RECORD EXTRACTS:
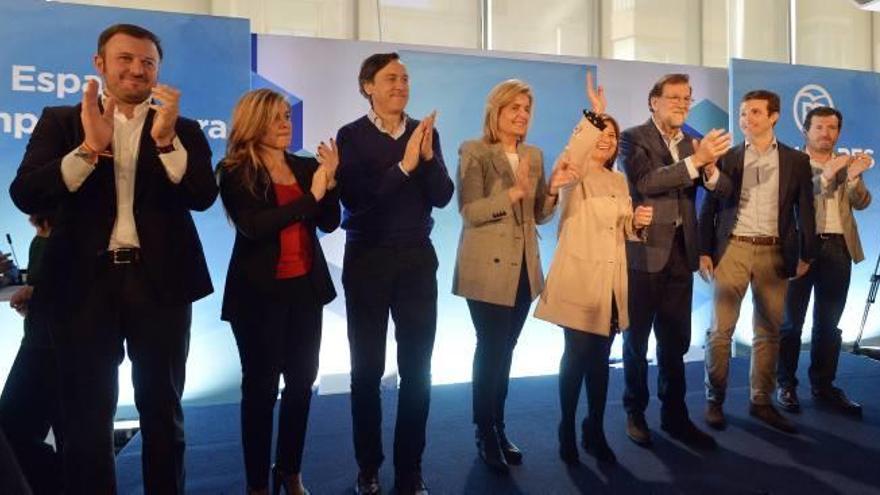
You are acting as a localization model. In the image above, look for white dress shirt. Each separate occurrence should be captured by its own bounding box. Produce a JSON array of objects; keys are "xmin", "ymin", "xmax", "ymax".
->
[{"xmin": 61, "ymin": 96, "xmax": 187, "ymax": 250}]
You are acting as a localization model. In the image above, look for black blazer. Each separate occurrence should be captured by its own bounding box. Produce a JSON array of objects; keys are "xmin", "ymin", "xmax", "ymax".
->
[
  {"xmin": 217, "ymin": 154, "xmax": 340, "ymax": 321},
  {"xmin": 620, "ymin": 119, "xmax": 702, "ymax": 273},
  {"xmin": 700, "ymin": 143, "xmax": 817, "ymax": 277},
  {"xmin": 9, "ymin": 105, "xmax": 217, "ymax": 309}
]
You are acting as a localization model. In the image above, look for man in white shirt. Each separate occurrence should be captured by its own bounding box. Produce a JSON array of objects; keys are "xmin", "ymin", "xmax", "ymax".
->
[
  {"xmin": 776, "ymin": 107, "xmax": 873, "ymax": 415},
  {"xmin": 10, "ymin": 24, "xmax": 217, "ymax": 495},
  {"xmin": 700, "ymin": 90, "xmax": 816, "ymax": 433}
]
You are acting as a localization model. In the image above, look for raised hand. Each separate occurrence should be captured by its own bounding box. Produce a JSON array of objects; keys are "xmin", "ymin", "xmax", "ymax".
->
[
  {"xmin": 150, "ymin": 84, "xmax": 180, "ymax": 146},
  {"xmin": 80, "ymin": 79, "xmax": 116, "ymax": 153},
  {"xmin": 846, "ymin": 153, "xmax": 874, "ymax": 180},
  {"xmin": 587, "ymin": 71, "xmax": 608, "ymax": 114},
  {"xmin": 693, "ymin": 129, "xmax": 733, "ymax": 168},
  {"xmin": 419, "ymin": 110, "xmax": 437, "ymax": 161},
  {"xmin": 400, "ymin": 119, "xmax": 433, "ymax": 173},
  {"xmin": 633, "ymin": 205, "xmax": 654, "ymax": 230},
  {"xmin": 550, "ymin": 160, "xmax": 580, "ymax": 196}
]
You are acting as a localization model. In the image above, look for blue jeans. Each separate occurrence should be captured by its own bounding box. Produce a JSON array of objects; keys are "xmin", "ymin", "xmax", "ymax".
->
[{"xmin": 776, "ymin": 234, "xmax": 852, "ymax": 390}]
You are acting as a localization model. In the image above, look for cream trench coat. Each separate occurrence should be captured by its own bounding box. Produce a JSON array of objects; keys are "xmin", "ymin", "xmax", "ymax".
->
[{"xmin": 535, "ymin": 119, "xmax": 639, "ymax": 336}]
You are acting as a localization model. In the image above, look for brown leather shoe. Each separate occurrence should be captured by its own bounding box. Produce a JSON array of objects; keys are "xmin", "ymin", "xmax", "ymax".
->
[
  {"xmin": 706, "ymin": 400, "xmax": 727, "ymax": 430},
  {"xmin": 626, "ymin": 413, "xmax": 651, "ymax": 447},
  {"xmin": 749, "ymin": 403, "xmax": 797, "ymax": 433}
]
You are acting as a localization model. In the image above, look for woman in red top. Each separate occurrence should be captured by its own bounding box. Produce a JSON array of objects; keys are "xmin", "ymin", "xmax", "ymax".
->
[{"xmin": 218, "ymin": 89, "xmax": 339, "ymax": 494}]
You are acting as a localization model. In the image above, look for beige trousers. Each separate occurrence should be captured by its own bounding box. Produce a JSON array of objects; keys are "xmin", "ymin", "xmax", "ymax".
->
[{"xmin": 706, "ymin": 239, "xmax": 788, "ymax": 404}]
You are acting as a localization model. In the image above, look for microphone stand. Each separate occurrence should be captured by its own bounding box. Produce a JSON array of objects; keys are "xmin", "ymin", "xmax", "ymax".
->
[{"xmin": 852, "ymin": 248, "xmax": 880, "ymax": 361}]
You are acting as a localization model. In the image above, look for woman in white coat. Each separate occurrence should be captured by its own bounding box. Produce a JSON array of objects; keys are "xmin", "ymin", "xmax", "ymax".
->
[{"xmin": 535, "ymin": 78, "xmax": 652, "ymax": 463}]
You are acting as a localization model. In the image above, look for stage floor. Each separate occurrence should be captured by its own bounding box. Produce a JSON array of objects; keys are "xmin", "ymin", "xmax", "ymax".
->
[{"xmin": 117, "ymin": 354, "xmax": 880, "ymax": 495}]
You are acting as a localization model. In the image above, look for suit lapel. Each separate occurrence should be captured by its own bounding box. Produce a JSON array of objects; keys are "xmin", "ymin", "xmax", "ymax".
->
[
  {"xmin": 490, "ymin": 143, "xmax": 522, "ymax": 223},
  {"xmin": 134, "ymin": 108, "xmax": 159, "ymax": 204},
  {"xmin": 645, "ymin": 119, "xmax": 681, "ymax": 165}
]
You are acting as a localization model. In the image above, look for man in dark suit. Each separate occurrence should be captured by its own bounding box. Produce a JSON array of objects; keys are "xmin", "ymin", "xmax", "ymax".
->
[
  {"xmin": 700, "ymin": 90, "xmax": 816, "ymax": 433},
  {"xmin": 620, "ymin": 74, "xmax": 730, "ymax": 447},
  {"xmin": 10, "ymin": 24, "xmax": 217, "ymax": 495}
]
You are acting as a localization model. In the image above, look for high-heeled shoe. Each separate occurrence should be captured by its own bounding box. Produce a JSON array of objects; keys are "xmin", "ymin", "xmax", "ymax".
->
[
  {"xmin": 272, "ymin": 464, "xmax": 309, "ymax": 495},
  {"xmin": 559, "ymin": 423, "xmax": 579, "ymax": 464}
]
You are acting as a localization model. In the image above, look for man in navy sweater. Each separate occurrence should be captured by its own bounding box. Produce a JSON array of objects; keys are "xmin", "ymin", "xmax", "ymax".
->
[{"xmin": 336, "ymin": 53, "xmax": 453, "ymax": 495}]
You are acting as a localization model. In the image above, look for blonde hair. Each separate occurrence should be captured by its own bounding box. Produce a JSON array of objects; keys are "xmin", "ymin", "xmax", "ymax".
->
[
  {"xmin": 223, "ymin": 89, "xmax": 290, "ymax": 195},
  {"xmin": 483, "ymin": 79, "xmax": 535, "ymax": 143}
]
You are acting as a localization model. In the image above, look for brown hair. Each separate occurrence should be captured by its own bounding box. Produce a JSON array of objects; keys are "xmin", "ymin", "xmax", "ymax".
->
[
  {"xmin": 358, "ymin": 52, "xmax": 400, "ymax": 102},
  {"xmin": 599, "ymin": 113, "xmax": 620, "ymax": 170},
  {"xmin": 98, "ymin": 24, "xmax": 162, "ymax": 60},
  {"xmin": 483, "ymin": 79, "xmax": 535, "ymax": 143},
  {"xmin": 740, "ymin": 89, "xmax": 780, "ymax": 119},
  {"xmin": 223, "ymin": 89, "xmax": 290, "ymax": 196},
  {"xmin": 648, "ymin": 74, "xmax": 693, "ymax": 113}
]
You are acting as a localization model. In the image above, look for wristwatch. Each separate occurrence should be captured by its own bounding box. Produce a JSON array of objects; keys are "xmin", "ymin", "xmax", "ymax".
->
[
  {"xmin": 156, "ymin": 141, "xmax": 175, "ymax": 155},
  {"xmin": 73, "ymin": 145, "xmax": 98, "ymax": 165}
]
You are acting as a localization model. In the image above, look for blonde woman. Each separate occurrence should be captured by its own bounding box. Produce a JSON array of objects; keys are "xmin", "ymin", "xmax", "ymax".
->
[
  {"xmin": 218, "ymin": 89, "xmax": 339, "ymax": 495},
  {"xmin": 535, "ymin": 79, "xmax": 652, "ymax": 464},
  {"xmin": 452, "ymin": 79, "xmax": 573, "ymax": 472}
]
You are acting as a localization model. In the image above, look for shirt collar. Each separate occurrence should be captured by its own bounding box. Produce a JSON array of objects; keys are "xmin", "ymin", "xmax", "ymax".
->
[
  {"xmin": 101, "ymin": 94, "xmax": 152, "ymax": 121},
  {"xmin": 367, "ymin": 108, "xmax": 409, "ymax": 139},
  {"xmin": 651, "ymin": 115, "xmax": 684, "ymax": 146}
]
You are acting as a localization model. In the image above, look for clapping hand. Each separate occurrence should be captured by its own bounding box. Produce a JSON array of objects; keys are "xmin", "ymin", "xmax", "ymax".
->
[
  {"xmin": 80, "ymin": 79, "xmax": 116, "ymax": 154},
  {"xmin": 150, "ymin": 84, "xmax": 180, "ymax": 146}
]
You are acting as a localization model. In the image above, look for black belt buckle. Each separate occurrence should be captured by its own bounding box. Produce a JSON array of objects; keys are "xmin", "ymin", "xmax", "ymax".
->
[{"xmin": 107, "ymin": 248, "xmax": 141, "ymax": 265}]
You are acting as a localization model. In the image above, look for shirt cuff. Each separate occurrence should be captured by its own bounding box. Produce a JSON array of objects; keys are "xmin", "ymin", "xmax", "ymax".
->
[
  {"xmin": 61, "ymin": 148, "xmax": 95, "ymax": 192},
  {"xmin": 159, "ymin": 136, "xmax": 189, "ymax": 184},
  {"xmin": 703, "ymin": 165, "xmax": 721, "ymax": 191},
  {"xmin": 684, "ymin": 156, "xmax": 700, "ymax": 179}
]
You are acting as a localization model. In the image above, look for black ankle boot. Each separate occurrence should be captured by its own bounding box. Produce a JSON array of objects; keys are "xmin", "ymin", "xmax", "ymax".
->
[{"xmin": 476, "ymin": 427, "xmax": 510, "ymax": 473}]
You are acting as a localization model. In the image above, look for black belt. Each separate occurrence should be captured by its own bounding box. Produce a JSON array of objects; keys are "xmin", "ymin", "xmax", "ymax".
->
[{"xmin": 101, "ymin": 248, "xmax": 141, "ymax": 265}]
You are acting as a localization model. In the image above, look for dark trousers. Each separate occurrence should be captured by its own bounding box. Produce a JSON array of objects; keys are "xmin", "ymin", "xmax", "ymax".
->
[
  {"xmin": 559, "ymin": 328, "xmax": 614, "ymax": 431},
  {"xmin": 776, "ymin": 235, "xmax": 852, "ymax": 390},
  {"xmin": 342, "ymin": 244, "xmax": 437, "ymax": 474},
  {"xmin": 0, "ymin": 344, "xmax": 64, "ymax": 495},
  {"xmin": 623, "ymin": 228, "xmax": 694, "ymax": 421},
  {"xmin": 467, "ymin": 262, "xmax": 532, "ymax": 429},
  {"xmin": 53, "ymin": 262, "xmax": 192, "ymax": 495},
  {"xmin": 232, "ymin": 276, "xmax": 323, "ymax": 489}
]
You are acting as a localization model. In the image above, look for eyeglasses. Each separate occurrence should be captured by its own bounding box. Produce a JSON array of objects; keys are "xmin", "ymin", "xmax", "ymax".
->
[{"xmin": 662, "ymin": 95, "xmax": 694, "ymax": 106}]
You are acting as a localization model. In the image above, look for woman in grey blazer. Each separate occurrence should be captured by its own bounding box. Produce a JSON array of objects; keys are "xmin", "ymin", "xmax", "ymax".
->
[{"xmin": 452, "ymin": 79, "xmax": 573, "ymax": 472}]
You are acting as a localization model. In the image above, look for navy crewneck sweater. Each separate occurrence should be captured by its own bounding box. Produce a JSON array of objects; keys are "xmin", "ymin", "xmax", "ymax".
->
[{"xmin": 336, "ymin": 116, "xmax": 454, "ymax": 247}]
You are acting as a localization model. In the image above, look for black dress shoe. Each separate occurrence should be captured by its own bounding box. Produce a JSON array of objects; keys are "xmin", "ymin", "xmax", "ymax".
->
[
  {"xmin": 394, "ymin": 471, "xmax": 428, "ymax": 495},
  {"xmin": 813, "ymin": 387, "xmax": 862, "ymax": 416},
  {"xmin": 354, "ymin": 469, "xmax": 382, "ymax": 495},
  {"xmin": 776, "ymin": 387, "xmax": 801, "ymax": 412},
  {"xmin": 559, "ymin": 423, "xmax": 578, "ymax": 464},
  {"xmin": 706, "ymin": 400, "xmax": 727, "ymax": 430},
  {"xmin": 660, "ymin": 418, "xmax": 718, "ymax": 449},
  {"xmin": 495, "ymin": 426, "xmax": 522, "ymax": 466},
  {"xmin": 626, "ymin": 413, "xmax": 651, "ymax": 447},
  {"xmin": 581, "ymin": 421, "xmax": 617, "ymax": 464},
  {"xmin": 749, "ymin": 404, "xmax": 797, "ymax": 433},
  {"xmin": 477, "ymin": 428, "xmax": 510, "ymax": 473}
]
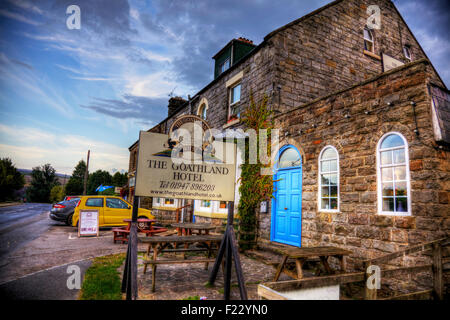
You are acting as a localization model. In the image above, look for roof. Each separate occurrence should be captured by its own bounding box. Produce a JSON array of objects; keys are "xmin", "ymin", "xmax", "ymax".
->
[{"xmin": 129, "ymin": 0, "xmax": 447, "ymax": 149}]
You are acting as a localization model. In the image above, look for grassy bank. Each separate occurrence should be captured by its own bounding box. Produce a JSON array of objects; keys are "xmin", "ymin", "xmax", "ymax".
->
[{"xmin": 80, "ymin": 253, "xmax": 125, "ymax": 300}]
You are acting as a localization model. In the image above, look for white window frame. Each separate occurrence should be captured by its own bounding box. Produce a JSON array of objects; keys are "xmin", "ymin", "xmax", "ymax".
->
[
  {"xmin": 363, "ymin": 28, "xmax": 375, "ymax": 53},
  {"xmin": 228, "ymin": 81, "xmax": 242, "ymax": 119},
  {"xmin": 376, "ymin": 131, "xmax": 411, "ymax": 216},
  {"xmin": 317, "ymin": 145, "xmax": 341, "ymax": 212},
  {"xmin": 403, "ymin": 45, "xmax": 412, "ymax": 61}
]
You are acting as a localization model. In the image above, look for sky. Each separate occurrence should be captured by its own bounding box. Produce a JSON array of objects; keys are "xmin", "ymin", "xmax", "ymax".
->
[{"xmin": 0, "ymin": 0, "xmax": 450, "ymax": 174}]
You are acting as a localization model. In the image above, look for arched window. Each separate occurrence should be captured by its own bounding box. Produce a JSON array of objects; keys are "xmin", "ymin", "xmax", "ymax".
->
[
  {"xmin": 198, "ymin": 104, "xmax": 206, "ymax": 120},
  {"xmin": 278, "ymin": 148, "xmax": 302, "ymax": 169},
  {"xmin": 319, "ymin": 146, "xmax": 339, "ymax": 211},
  {"xmin": 364, "ymin": 28, "xmax": 375, "ymax": 52},
  {"xmin": 377, "ymin": 132, "xmax": 411, "ymax": 215}
]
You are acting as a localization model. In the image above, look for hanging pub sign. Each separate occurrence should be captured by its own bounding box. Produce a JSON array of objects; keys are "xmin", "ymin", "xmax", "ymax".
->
[
  {"xmin": 381, "ymin": 52, "xmax": 404, "ymax": 72},
  {"xmin": 78, "ymin": 210, "xmax": 99, "ymax": 237},
  {"xmin": 135, "ymin": 115, "xmax": 236, "ymax": 201}
]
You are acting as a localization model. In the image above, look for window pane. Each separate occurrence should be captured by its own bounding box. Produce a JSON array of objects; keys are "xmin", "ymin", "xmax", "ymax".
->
[
  {"xmin": 364, "ymin": 29, "xmax": 372, "ymax": 41},
  {"xmin": 381, "ymin": 134, "xmax": 404, "ymax": 149},
  {"xmin": 322, "ymin": 198, "xmax": 330, "ymax": 210},
  {"xmin": 330, "ymin": 186, "xmax": 337, "ymax": 197},
  {"xmin": 279, "ymin": 148, "xmax": 301, "ymax": 168},
  {"xmin": 394, "ymin": 166, "xmax": 406, "ymax": 180},
  {"xmin": 395, "ymin": 182, "xmax": 407, "ymax": 197},
  {"xmin": 383, "ymin": 198, "xmax": 394, "ymax": 212},
  {"xmin": 394, "ymin": 149, "xmax": 405, "ymax": 163},
  {"xmin": 322, "ymin": 148, "xmax": 337, "ymax": 160},
  {"xmin": 330, "ymin": 199, "xmax": 337, "ymax": 210},
  {"xmin": 395, "ymin": 197, "xmax": 408, "ymax": 212},
  {"xmin": 330, "ymin": 173, "xmax": 337, "ymax": 186},
  {"xmin": 330, "ymin": 160, "xmax": 337, "ymax": 171},
  {"xmin": 383, "ymin": 182, "xmax": 394, "ymax": 197},
  {"xmin": 321, "ymin": 161, "xmax": 330, "ymax": 172},
  {"xmin": 231, "ymin": 84, "xmax": 241, "ymax": 104},
  {"xmin": 381, "ymin": 151, "xmax": 392, "ymax": 164},
  {"xmin": 321, "ymin": 174, "xmax": 331, "ymax": 186},
  {"xmin": 381, "ymin": 168, "xmax": 392, "ymax": 182}
]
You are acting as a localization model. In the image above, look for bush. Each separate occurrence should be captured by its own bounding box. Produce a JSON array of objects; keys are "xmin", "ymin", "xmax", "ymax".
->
[{"xmin": 50, "ymin": 186, "xmax": 65, "ymax": 203}]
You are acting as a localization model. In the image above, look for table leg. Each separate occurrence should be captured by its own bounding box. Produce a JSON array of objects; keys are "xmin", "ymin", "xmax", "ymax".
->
[
  {"xmin": 338, "ymin": 255, "xmax": 347, "ymax": 273},
  {"xmin": 273, "ymin": 255, "xmax": 289, "ymax": 282},
  {"xmin": 320, "ymin": 256, "xmax": 334, "ymax": 274},
  {"xmin": 205, "ymin": 241, "xmax": 211, "ymax": 270},
  {"xmin": 152, "ymin": 264, "xmax": 156, "ymax": 292},
  {"xmin": 295, "ymin": 259, "xmax": 305, "ymax": 280}
]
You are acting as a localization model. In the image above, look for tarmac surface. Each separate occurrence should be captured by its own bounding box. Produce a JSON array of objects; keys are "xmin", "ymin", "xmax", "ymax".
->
[{"xmin": 0, "ymin": 203, "xmax": 144, "ymax": 300}]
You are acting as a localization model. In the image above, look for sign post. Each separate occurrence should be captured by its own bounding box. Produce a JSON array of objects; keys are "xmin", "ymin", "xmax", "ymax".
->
[
  {"xmin": 78, "ymin": 210, "xmax": 99, "ymax": 237},
  {"xmin": 122, "ymin": 115, "xmax": 247, "ymax": 300}
]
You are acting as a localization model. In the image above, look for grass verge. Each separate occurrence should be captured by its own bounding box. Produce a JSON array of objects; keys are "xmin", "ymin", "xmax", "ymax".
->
[{"xmin": 80, "ymin": 253, "xmax": 125, "ymax": 300}]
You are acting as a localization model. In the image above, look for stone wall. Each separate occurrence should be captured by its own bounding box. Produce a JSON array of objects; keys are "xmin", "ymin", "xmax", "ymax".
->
[
  {"xmin": 260, "ymin": 60, "xmax": 450, "ymax": 272},
  {"xmin": 269, "ymin": 0, "xmax": 442, "ymax": 111}
]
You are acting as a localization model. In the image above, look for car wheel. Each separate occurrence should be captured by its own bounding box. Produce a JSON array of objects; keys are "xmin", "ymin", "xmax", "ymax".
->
[
  {"xmin": 138, "ymin": 216, "xmax": 147, "ymax": 229},
  {"xmin": 66, "ymin": 213, "xmax": 73, "ymax": 226}
]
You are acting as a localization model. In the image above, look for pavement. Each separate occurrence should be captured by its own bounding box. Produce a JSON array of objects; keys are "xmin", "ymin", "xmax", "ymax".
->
[
  {"xmin": 0, "ymin": 203, "xmax": 145, "ymax": 299},
  {"xmin": 0, "ymin": 260, "xmax": 92, "ymax": 300}
]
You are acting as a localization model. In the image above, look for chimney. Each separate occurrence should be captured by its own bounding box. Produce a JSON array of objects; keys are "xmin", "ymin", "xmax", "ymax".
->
[
  {"xmin": 167, "ymin": 97, "xmax": 187, "ymax": 117},
  {"xmin": 238, "ymin": 37, "xmax": 253, "ymax": 44}
]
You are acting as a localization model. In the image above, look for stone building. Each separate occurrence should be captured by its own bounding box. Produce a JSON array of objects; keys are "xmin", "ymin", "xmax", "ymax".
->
[{"xmin": 129, "ymin": 0, "xmax": 450, "ymax": 278}]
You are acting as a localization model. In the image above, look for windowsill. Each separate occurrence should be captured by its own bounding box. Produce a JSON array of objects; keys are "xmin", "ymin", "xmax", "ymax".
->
[
  {"xmin": 319, "ymin": 209, "xmax": 341, "ymax": 213},
  {"xmin": 222, "ymin": 119, "xmax": 241, "ymax": 129},
  {"xmin": 363, "ymin": 50, "xmax": 381, "ymax": 61},
  {"xmin": 152, "ymin": 206, "xmax": 177, "ymax": 211},
  {"xmin": 377, "ymin": 212, "xmax": 411, "ymax": 217},
  {"xmin": 194, "ymin": 211, "xmax": 228, "ymax": 219}
]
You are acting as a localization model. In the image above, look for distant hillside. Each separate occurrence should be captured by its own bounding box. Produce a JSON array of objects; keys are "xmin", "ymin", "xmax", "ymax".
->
[{"xmin": 17, "ymin": 169, "xmax": 70, "ymax": 187}]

GOAL OF THE EXERCISE: Show every line of the items above that contains the word "shirt", treating uppercase and lowercase as different.

EXERCISE RESULT:
You are acting as a localization model. In the image above, look for white dress shirt. Each separate occurrence should be captured by its own bounding box. Produce a JSON array of objects; keys are "xmin", "ymin", "xmax", "ymax".
You are acting as a localization model. In the image above, look for man in white shirt. Each separate occurrence should be captured by its own bounding box. Produce a JSON array of objects; keys are "xmin", "ymin", "xmax", "ymax".
You are acting as a localization model. In the image above, look for shirt collar. Each separate occurrence should be captured by its own bounding box. Produce a JSON array of objects; keys are "xmin", "ymin", "xmax", "ymax".
You are acting as a localization model. In the image above, look for shirt cuff. Each separate occurrence should be captured by its own bounding box. Produce a JSON array of objects; keys are "xmin", "ymin", "xmax", "ymax".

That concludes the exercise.